What you will do
This exercise needs all of the entries set down again, exactly as they read.

-- Records to process follows --

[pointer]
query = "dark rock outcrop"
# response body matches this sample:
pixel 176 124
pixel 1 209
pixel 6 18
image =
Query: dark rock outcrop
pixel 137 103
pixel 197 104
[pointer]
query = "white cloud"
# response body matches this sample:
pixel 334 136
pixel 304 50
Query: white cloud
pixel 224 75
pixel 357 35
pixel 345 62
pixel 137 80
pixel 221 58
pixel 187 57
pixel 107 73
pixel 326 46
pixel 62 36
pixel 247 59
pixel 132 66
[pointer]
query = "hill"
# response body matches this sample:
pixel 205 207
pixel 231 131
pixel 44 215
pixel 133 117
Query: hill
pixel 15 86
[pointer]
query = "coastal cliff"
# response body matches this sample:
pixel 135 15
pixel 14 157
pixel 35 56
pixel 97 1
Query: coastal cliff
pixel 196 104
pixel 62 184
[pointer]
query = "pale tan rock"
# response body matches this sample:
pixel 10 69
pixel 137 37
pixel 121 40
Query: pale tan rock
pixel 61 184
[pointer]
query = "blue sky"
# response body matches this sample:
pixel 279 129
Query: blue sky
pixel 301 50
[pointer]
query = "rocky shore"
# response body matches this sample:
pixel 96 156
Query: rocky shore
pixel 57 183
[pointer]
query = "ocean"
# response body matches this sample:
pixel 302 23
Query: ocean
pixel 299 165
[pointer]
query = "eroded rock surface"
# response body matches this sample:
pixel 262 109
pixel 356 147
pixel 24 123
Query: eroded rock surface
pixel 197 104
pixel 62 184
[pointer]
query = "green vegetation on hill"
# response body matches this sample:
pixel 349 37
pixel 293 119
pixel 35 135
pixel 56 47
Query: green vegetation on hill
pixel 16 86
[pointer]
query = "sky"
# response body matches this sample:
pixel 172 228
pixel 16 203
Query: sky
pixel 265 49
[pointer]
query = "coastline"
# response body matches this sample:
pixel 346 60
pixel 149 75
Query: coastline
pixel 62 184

-- Records to process concluded --

Task solution
[pointer]
query = "dark rock outcrop"
# response body matches this sample:
pixel 176 124
pixel 1 209
pixel 6 18
image =
Query: dark rock outcrop
pixel 137 103
pixel 197 104
[pointer]
query = "white cloud"
# response body matches this sample:
pixel 334 136
pixel 304 50
Query: white cloud
pixel 224 75
pixel 357 35
pixel 345 62
pixel 137 80
pixel 221 58
pixel 187 57
pixel 107 73
pixel 326 46
pixel 62 36
pixel 247 59
pixel 132 66
[pointer]
query = "hill"
# response body matches this sample:
pixel 205 207
pixel 231 131
pixel 44 215
pixel 133 117
Query: hill
pixel 15 86
[pointer]
query = "coastal cliff"
# response body matches this sample:
pixel 135 15
pixel 14 157
pixel 35 56
pixel 97 1
Query: coastal cliff
pixel 196 104
pixel 62 184
[pointer]
query = "pale tan rock"
# response body matches this sample:
pixel 10 69
pixel 137 37
pixel 121 40
Query: pale tan rock
pixel 61 184
[pointer]
query = "blue sky"
# response body matches this sample:
pixel 279 129
Query: blue sky
pixel 301 50
[pointer]
query = "rocky shore"
# response body matches this sample:
pixel 96 156
Query: rocky shore
pixel 57 183
[pointer]
query = "ocean"
# response body matches this sample:
pixel 302 23
Query: ocean
pixel 299 165
[pointer]
query = "eroded rock surface"
# response body matches this sample:
pixel 262 109
pixel 356 147
pixel 24 123
Query: eroded rock surface
pixel 197 104
pixel 62 184
[pointer]
query = "green vegetation on hill"
# response body matches this sample:
pixel 349 37
pixel 293 119
pixel 35 135
pixel 56 47
Query: green vegetation on hill
pixel 16 86
[pointer]
query = "sky"
# response body matches this sample:
pixel 172 228
pixel 16 203
Query: sky
pixel 265 49
[pointer]
query = "coastline"
# response body matches this sample:
pixel 346 60
pixel 149 75
Query: coastline
pixel 62 184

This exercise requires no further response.